*** INPUT FOR THIS TASK ***
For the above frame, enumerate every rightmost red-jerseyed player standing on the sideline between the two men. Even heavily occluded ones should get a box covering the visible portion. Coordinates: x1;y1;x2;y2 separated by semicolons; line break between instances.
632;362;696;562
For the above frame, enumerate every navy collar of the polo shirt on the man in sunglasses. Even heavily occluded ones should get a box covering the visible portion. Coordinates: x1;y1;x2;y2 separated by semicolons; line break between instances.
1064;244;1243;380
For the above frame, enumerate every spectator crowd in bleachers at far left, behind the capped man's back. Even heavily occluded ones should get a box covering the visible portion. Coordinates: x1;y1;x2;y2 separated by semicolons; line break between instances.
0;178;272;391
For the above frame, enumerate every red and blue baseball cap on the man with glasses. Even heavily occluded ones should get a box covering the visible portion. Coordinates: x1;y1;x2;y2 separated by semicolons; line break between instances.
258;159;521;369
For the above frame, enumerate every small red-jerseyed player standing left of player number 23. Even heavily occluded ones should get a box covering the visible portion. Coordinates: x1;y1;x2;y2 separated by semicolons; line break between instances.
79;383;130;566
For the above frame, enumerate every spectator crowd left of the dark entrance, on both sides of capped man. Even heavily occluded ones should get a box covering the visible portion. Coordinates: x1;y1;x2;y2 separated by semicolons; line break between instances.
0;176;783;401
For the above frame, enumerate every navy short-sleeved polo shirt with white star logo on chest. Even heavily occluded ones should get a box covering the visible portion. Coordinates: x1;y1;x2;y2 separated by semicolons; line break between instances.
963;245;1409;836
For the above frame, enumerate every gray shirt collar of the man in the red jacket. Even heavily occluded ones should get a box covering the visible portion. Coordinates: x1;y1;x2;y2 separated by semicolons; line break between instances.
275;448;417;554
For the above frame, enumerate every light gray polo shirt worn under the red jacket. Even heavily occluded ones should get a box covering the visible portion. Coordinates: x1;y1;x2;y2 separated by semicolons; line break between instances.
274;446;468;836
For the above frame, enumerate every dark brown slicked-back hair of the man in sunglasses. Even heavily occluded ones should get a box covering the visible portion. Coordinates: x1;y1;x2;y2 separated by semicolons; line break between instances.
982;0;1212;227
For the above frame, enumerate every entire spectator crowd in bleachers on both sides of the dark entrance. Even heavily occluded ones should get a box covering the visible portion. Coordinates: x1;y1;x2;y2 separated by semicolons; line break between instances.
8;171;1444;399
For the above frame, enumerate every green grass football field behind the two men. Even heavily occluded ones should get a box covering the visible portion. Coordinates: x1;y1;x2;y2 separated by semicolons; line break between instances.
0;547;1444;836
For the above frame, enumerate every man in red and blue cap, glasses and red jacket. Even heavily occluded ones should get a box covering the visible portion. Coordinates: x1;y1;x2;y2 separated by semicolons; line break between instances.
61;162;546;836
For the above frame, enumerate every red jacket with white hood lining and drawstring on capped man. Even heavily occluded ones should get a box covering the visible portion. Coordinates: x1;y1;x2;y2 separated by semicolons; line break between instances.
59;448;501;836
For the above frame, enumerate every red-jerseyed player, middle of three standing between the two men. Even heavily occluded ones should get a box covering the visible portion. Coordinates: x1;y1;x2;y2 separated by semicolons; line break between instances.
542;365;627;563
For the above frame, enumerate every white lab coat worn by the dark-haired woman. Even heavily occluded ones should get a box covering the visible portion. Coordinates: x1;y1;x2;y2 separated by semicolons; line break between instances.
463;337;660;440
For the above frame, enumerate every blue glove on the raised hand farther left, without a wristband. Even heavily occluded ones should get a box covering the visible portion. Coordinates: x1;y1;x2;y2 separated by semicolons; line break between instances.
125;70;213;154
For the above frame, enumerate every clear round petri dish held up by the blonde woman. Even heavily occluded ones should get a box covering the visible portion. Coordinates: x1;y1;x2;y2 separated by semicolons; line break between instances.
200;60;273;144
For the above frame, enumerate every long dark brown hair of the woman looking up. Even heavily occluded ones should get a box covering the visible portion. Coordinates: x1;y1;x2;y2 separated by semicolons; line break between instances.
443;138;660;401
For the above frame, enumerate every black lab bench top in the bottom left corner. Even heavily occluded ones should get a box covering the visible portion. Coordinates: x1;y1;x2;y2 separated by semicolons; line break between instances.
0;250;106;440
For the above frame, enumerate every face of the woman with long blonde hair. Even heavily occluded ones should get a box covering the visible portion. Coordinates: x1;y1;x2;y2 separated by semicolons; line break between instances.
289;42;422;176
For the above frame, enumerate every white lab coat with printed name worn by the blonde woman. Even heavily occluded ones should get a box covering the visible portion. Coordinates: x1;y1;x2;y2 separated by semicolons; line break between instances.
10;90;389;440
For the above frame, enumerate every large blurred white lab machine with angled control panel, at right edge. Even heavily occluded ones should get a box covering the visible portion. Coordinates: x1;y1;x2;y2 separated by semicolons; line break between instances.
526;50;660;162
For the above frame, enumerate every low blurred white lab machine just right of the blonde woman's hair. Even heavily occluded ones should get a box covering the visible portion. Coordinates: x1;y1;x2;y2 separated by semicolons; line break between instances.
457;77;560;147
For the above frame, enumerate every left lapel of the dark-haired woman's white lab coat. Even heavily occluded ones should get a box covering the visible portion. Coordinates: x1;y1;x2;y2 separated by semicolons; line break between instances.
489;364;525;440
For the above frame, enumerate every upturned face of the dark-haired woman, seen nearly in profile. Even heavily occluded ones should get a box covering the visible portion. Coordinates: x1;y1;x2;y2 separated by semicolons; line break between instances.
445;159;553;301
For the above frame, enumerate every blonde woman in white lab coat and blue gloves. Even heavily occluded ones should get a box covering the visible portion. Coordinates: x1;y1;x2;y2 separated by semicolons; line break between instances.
*** End of INPUT FOR THIS TASK ***
### WHAT YOU WILL DO
Once the records are read, print each of them exactly as written.

### ANSWER SECTION
For the above frame, enumerate every rightmost red-jerseyed player standing on the sideline between the two men. Even heavily occluded ones should get a box covering the visible portion. Coordinates: x1;y1;x2;y2 separated by semicolons; line break between instances.
632;362;696;562
For the above frame, enumerate every navy collar of the polo shirt on the man in sunglasses. Even heavily occluded ones should get a box covering the visible portion. Coordinates: x1;y1;x2;y2 separated by semicolons; line break between instances.
1064;244;1243;380
For the above frame, enumerate every spectator crowd in bleachers at far left, behind the capped man's back. Even heavily occluded ones should get a box covering the visible portion. Coordinates: x1;y1;x2;y2 separated by semicolons; line break between instances.
0;178;272;391
For the above frame, enumerate every red and blue baseball cap on the man with glasses. Even heavily occluded ones should get a box covering the visible portion. Coordinates: x1;y1;x2;y2 separated by semicolons; line break between instances.
258;159;521;369
For the above frame, enumerate every small red-jerseyed player standing left of player number 23. Even heavily occluded ones should get a box covering the visible portion. Coordinates: x1;y1;x2;y2 separated by semicolons; line break between instances.
79;383;130;566
For the above frame, enumerate every spectator crowd left of the dark entrance, on both sides of capped man. Even heavily occluded ones should get a box covering the visible portion. Coordinates: x1;y1;x2;y2 separated by semicolons; line break between instances.
0;176;783;401
For the above frame, enumerate every navy short-sleeved polo shirt with white star logo on chest. Even heavily occluded ones should get a box covering the visible portion. Coordinates: x1;y1;x2;y2 separated by semicolons; line break between instances.
963;245;1409;836
For the above frame, enumerate every gray shirt collar of the man in the red jacket. Even heavily occluded ones should get a box covering the visible portion. Coordinates: x1;y1;x2;y2 separated by semicolons; line break between instances.
275;448;417;554
For the above frame, enumerate every light gray polo shirt worn under the red jacket. Even heavily occluded ones should get a box covering the visible portion. Coordinates: x1;y1;x2;y2 separated by semicolons; line break between instances.
274;446;468;836
For the above frame, enumerate every dark brown slicked-back hair of the man in sunglasses. Even heavily occluded ones should get a box covering the visible portion. Coordinates: x1;y1;x2;y2 separated by semicolons; line break between instances.
982;0;1212;227
For the above frame, enumerate every entire spectator crowd in bleachers on both sides of the dark entrance. Even heavily occluded ones should get a box covering the visible portion. Coordinates: x1;y1;x2;y2 separated by semicolons; line break between instances.
8;171;1444;399
For the above frame, enumerate every green grass football field behind the two men. Even heavily occluded ones should get a box covering the visible portion. Coordinates: x1;y1;x2;y2 separated by semicolons; line break between instances.
0;547;1444;836
For the above frame, enumerate every man in red and blue cap, glasses and red jacket. Even heavily occluded ones should get a box covering the visible portion. Coordinates: x1;y1;x2;y2 separated by semicolons; line break between instances.
61;162;546;836
For the above frame, enumerate every red jacket with white hood lining and drawstring on capped man. Even heavily occluded ones should get a box covering the visible portion. Coordinates: x1;y1;x2;y2 separated by semicolons; line break between instances.
59;448;501;836
For the above frame, enumerate every red-jerseyed player, middle of three standing between the two men. Even heavily occluded ones should get a box covering the visible portion. Coordinates: x1;y1;x2;y2 separated by semicolons; line break between instances.
542;365;627;563
For the above frame, enumerate every white lab coat worn by the dark-haired woman. Even heavily occluded ones should get a box covering the visible portion. Coordinates: x1;y1;x2;y2 separated by semicolons; line break between instances.
463;337;660;440
For the above frame, enumerate every blue glove on the raised hand farther left, without a wristband. Even heavily occluded ones should get a box covering the visible portion. Coordinates: x1;y1;x2;y2 separated by semicolons; line break between instances.
125;70;213;154
For the above frame, enumerate every clear round petri dish held up by the blonde woman. Even heavily occluded ones should get a box covering the visible portion. Coordinates: x1;y1;x2;y2 separated by semicolons; line break between instances.
200;60;273;144
For the above frame, enumerate every long dark brown hair of the woman looking up. Even heavily occluded ones should get a box covering the visible portion. Coordinates: x1;y1;x2;y2 separated by semicolons; line break between instances.
443;138;660;401
For the above frame, enumerate every black lab bench top in the bottom left corner. Even heavily occluded ones should get a box covering the visible portion. Coordinates: x1;y1;x2;y2 separated by semicolons; line break between instances.
0;250;106;440
For the above frame, enumerate every face of the woman with long blonde hair. Even heavily occluded ones should get a box covering the visible portion. Coordinates: x1;y1;x2;y2 separated by semicolons; line break between instances.
289;42;422;176
For the above frame, enumerate every white lab coat with printed name worn by the blonde woman. Even heavily occluded ones should get a box covering the visible portion. Coordinates: x1;y1;x2;y2 separated by semicolons; line break between instances.
10;90;389;440
For the above frame, enumerate every large blurred white lab machine with angled control panel, at right edge. Even heavily occluded ones should get a box covering the visible portion. Coordinates: x1;y1;x2;y2 separated by semicolons; line break between instances.
526;50;660;162
For the above frame, enumerate every low blurred white lab machine just right of the blonde woman's hair. Even heavily occluded ones should get a box covering the visible portion. Coordinates: x1;y1;x2;y2 separated by semicolons; line break between instances.
457;77;560;147
For the above frame, enumerate every left lapel of the dark-haired woman's white lab coat. Even heavily occluded ones should get a box covering the visible portion. Coordinates: x1;y1;x2;y2 separated by semicolons; line break between instances.
489;364;525;440
For the above frame, enumerate every upturned face of the dark-haired woman, seen nearly in profile. Even heavily occluded ones should get a box covering the visible portion. Coordinates: x1;y1;x2;y2 separated by semicolons; line break between instances.
445;159;553;301
For the above frame, enumerate every blonde woman in white lab coat and blue gloves. Even heavily occluded ones should get a box covering the visible portion. Coordinates: x1;y1;x2;y2 separated by semicolons; line break between instances.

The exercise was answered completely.